▶ Instruction: Output the data exactly, with every line intact.

▶ Records supplied:
________________
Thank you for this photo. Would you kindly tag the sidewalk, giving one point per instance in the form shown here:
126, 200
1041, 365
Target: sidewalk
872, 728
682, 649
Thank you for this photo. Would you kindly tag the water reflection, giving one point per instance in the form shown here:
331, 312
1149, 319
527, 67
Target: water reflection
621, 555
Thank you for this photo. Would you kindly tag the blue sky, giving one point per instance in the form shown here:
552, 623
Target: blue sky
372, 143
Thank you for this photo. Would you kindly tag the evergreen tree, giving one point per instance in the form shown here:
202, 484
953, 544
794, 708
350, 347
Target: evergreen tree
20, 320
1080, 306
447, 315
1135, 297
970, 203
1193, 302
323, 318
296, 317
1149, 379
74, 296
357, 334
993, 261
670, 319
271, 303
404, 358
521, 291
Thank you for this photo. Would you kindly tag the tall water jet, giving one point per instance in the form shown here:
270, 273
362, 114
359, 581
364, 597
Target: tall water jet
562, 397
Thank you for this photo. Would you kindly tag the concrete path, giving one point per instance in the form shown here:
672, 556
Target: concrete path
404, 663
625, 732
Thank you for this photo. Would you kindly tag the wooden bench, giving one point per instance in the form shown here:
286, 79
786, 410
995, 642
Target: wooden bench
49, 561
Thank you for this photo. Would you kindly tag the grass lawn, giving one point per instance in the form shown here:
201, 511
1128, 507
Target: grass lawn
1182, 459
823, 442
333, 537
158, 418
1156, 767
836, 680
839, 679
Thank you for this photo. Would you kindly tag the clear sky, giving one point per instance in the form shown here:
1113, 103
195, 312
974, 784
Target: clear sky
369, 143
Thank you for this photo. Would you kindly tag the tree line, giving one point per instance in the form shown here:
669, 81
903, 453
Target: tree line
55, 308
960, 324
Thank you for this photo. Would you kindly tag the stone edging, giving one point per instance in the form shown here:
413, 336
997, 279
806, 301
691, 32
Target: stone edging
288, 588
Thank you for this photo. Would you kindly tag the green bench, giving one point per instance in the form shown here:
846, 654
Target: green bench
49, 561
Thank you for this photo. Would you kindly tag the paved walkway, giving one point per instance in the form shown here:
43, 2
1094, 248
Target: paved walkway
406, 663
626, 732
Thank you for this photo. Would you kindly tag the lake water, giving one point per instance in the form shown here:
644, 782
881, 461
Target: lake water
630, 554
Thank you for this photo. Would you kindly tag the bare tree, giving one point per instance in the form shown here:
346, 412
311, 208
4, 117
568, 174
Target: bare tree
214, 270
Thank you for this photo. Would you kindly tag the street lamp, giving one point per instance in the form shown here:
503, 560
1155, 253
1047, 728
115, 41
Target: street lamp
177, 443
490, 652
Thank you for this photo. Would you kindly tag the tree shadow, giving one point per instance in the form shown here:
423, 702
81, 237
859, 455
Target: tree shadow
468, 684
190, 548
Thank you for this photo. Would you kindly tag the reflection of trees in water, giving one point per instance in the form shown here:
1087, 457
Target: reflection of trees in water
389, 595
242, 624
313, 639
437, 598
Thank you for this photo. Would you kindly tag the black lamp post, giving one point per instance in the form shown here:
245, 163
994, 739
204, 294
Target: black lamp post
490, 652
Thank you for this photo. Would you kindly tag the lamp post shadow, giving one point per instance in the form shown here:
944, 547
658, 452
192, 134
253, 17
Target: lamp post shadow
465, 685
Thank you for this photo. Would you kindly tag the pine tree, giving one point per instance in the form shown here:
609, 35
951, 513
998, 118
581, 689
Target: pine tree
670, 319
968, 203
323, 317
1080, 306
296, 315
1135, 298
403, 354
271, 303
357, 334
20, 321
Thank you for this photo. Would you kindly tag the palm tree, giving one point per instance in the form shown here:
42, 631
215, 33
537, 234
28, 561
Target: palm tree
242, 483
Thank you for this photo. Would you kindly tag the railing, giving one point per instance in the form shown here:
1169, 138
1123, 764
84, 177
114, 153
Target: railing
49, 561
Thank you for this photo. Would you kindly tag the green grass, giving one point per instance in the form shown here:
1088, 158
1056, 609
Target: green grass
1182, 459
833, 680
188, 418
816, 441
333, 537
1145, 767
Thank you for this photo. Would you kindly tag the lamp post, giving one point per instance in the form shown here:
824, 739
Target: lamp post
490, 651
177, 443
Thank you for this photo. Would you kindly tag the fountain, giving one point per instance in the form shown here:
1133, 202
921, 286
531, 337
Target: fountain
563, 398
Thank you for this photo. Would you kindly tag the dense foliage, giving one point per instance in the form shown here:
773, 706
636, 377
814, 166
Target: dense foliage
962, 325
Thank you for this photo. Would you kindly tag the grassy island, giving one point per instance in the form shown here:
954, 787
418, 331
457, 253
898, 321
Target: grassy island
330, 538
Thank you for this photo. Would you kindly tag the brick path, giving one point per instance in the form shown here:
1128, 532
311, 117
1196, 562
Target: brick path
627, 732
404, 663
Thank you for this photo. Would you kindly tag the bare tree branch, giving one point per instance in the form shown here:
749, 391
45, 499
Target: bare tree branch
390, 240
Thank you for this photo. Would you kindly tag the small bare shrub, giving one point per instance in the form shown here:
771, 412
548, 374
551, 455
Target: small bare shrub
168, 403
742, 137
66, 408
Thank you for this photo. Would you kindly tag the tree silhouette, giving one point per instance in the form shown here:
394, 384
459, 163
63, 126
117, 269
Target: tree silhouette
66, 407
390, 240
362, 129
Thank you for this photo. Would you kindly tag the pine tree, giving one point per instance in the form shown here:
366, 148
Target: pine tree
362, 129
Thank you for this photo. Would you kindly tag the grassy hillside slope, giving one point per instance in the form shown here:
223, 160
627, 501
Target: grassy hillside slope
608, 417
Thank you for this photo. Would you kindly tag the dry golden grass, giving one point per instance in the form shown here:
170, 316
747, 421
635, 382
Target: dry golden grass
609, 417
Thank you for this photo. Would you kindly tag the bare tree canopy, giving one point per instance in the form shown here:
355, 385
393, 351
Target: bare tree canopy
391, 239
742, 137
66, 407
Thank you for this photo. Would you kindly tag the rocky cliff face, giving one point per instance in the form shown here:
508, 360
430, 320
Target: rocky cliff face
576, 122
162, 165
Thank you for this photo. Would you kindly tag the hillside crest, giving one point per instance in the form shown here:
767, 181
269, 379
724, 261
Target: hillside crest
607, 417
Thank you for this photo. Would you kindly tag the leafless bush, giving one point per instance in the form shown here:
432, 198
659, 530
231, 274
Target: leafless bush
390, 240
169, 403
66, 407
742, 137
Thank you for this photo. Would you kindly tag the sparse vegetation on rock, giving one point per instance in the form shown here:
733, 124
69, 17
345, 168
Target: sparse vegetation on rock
________________
▶ Expected answer:
Thank you for this photo. Would you kindly tag the sidewalk, giving one point per instance in the form shown here:
126, 200
1041, 365
Target: sidewalk
872, 728
682, 649
Thank you for this photo. Would you kindly tag the water reflection, giving one point per instance in the form shown here:
331, 312
1149, 319
527, 67
Target: water reflection
621, 555
Thank you for this photo. Would you kindly tag the blue sky, giving one point per instance in the form shown here:
552, 623
Target: blue sky
372, 143
Thank you for this photo. Would you kindly tag the evergreen tree, giving one point per instance in the form shown here:
202, 484
953, 544
794, 708
350, 347
Target: evergreen tree
20, 320
1080, 306
447, 315
1135, 297
970, 203
1193, 302
323, 318
296, 317
1149, 379
74, 296
357, 334
993, 261
670, 319
271, 303
404, 358
521, 291
Thank you for this photo. Would you kindly tag the tall water jet, giving one point per instance in the form shown here:
270, 273
362, 114
359, 581
364, 597
Target: tall water jet
562, 397
Thank you for this photo. Would you kindly tag the concrete path, giving one point per instance in the form shown here:
672, 556
Target: concrete path
404, 663
625, 732
Thank you for this photo. Would you kindly tag the wooden bench, giving one point per instance in the form shown here:
286, 79
786, 410
995, 642
Target: wooden bench
49, 561
Thank you for this photo. Would you kindly tag the grass lawn, giving one point per instance in the form shown here:
201, 511
1128, 507
Target: grass lawn
1182, 459
823, 442
333, 537
158, 418
1156, 767
836, 680
839, 679
Thank you for this photo. Would you kindly tag the clear sky, giving one point per instance in the form shown here:
1113, 103
195, 312
974, 784
Target: clear sky
369, 143
Thank you for this photo. Would you kindly tag the tree line, giving one point per instance in the form shown here:
669, 81
903, 453
Target: tree line
55, 308
960, 324
Thank you for this photo. Would you kindly tag the stone edging, giving one point per instance in the form shown here:
413, 336
997, 279
806, 301
691, 32
Target: stone edging
288, 588
Thank you for this photo. Would you kindly tag the green bench, giving one point per instance in the form shown here:
846, 654
Target: green bench
49, 561
Thank you for this photo. Would you kindly tag the paved walkway, giving one point per instance in the form shown here:
43, 2
1094, 248
Target: paved walkway
406, 663
626, 732
Thank you for this photo. Would you kindly tag the lake water, giving one point per instance in the form shown here:
644, 782
881, 461
Target: lake water
630, 554
Thank you for this photo. Would you kindly tag the bare tree, giving one point per instance in the form shown here:
346, 412
311, 208
4, 117
568, 174
Target: bare tree
214, 270
Thank you for this photo. Would you kindly tag the street lamp, giving one point per instance in the form shown here:
503, 560
1155, 253
1047, 728
115, 41
Target: street lamp
177, 443
490, 652
Thank you for this photo. Would you kindly tag the tree shadow, giving one point per instance in the form shown here:
423, 702
81, 237
859, 455
Target: tree shadow
468, 684
190, 548
Thank you for this photo. Would you kindly tag the reflection of trees in water, giving one point per instance in the form shown here:
1087, 457
Target: reflection of trees in water
389, 595
242, 624
313, 639
437, 598
Thank you for this photo. Would you kindly tag the black lamp post, giving one point per instance in the form shown here:
245, 163
994, 739
204, 294
Target: black lamp post
490, 652
Thank you for this photo. Would you kindly tag the lamp post shadow, giving one point per instance in the form shown here:
944, 547
658, 452
192, 134
253, 17
Target: lamp post shadow
465, 685
Thank you for this photo. Would you kindly tag the pine tree, giving one point per instance in the form shown here:
609, 35
951, 513
998, 118
581, 689
Target: pine tree
670, 319
968, 203
323, 317
1080, 306
296, 315
1135, 298
403, 354
271, 303
357, 334
20, 321
Thank you for this photo. Would you kindly tag the palm tree, giving one point per instance in the form shown here:
42, 631
215, 33
537, 234
28, 561
Target: palm tree
242, 483
Thank you for this photo. Would you kindly tag the railing, giving one point per instance in the form shown here:
1169, 138
1123, 764
84, 177
114, 153
Target: railing
49, 561
Thank you for this photo. Would you kindly tag the green grass, giving one point per instance in the form shown here:
1088, 158
1056, 609
Target: green grass
1182, 459
833, 680
188, 418
816, 441
333, 537
1145, 767
Thank you for this photo. Would you kindly tag the lamp post, giving one point per instance in the form shown here:
824, 739
Target: lamp post
490, 651
177, 443
Thank you for this photo. Would you kindly tag the fountain, giving one point per instance in the form shown here:
1133, 202
921, 286
531, 337
Target: fountain
563, 398
Thank you for this photo. Would you kindly tag the dense foliage, giving one point per instance in the form shown here:
773, 706
636, 377
814, 166
Target: dense foliage
962, 325
Thank you for this photo. Would you kindly tag the grassy island, giving one point per instance in the form shown here:
954, 787
418, 331
457, 253
898, 321
Target: grassy island
330, 538
Thank you for this photo. Would you kindly tag the brick path, giving one point per instance in the form shown here:
1128, 532
311, 117
1196, 562
Target: brick path
627, 732
404, 663
Thank you for this photo. Would you kindly tag the bare tree branch, giving one point per instance in the form shown here:
749, 391
45, 499
Target: bare tree branch
390, 240
Thank you for this photo. Would you kindly tag the small bare shrub, giving one point per instance in the form shown here:
771, 412
548, 374
551, 455
Target: small bare shrub
168, 403
742, 137
66, 408
Thank you for this photo. Would you kindly tag the tree silhouette, giving one point per instance in the form shown here:
394, 384
459, 163
63, 126
117, 269
Target: tree silhouette
66, 407
390, 240
362, 129
Thank you for this photo. Would you kindly tag the pine tree, giving one point per instance in the form shown here:
366, 148
Target: pine tree
362, 129
Thank you for this photo. Would you kindly tag the grassy hillside slope, giving one point per instance in the form shown here:
223, 160
627, 501
Target: grassy hillside slope
608, 417
Thank you for this photo. Would you kindly tag the dry golden grass, giving one point per instance in the form shown here:
170, 316
747, 421
635, 382
Target: dry golden grass
609, 417
Thank you for this photo. Would you kindly tag the bare tree canopy, giving one point per instance in the form shown here:
355, 385
393, 351
Target: bare tree canopy
391, 239
742, 137
66, 407
Thank you for this photo. Would you kindly tag the rocky cliff face, giving one point per instance in the form shown here:
508, 360
430, 320
Target: rocky cliff face
576, 122
162, 165
Thank you for this photo. Would you kindly tag the hillside crest, giving one point per instance in the form shown here:
767, 181
269, 379
724, 261
Target: hillside crest
607, 417
Thank you for this photo. Would you kindly tag the leafless bush, giving one point per instance in the form shown here:
432, 198
659, 530
231, 274
Target: leafless bush
390, 240
169, 403
66, 407
742, 137
Thank you for this photo. Would you kindly tag the sparse vegetation on rock, giving one point per instance in the form shown here:
733, 124
69, 17
345, 168
Target: sparse vegetation on rock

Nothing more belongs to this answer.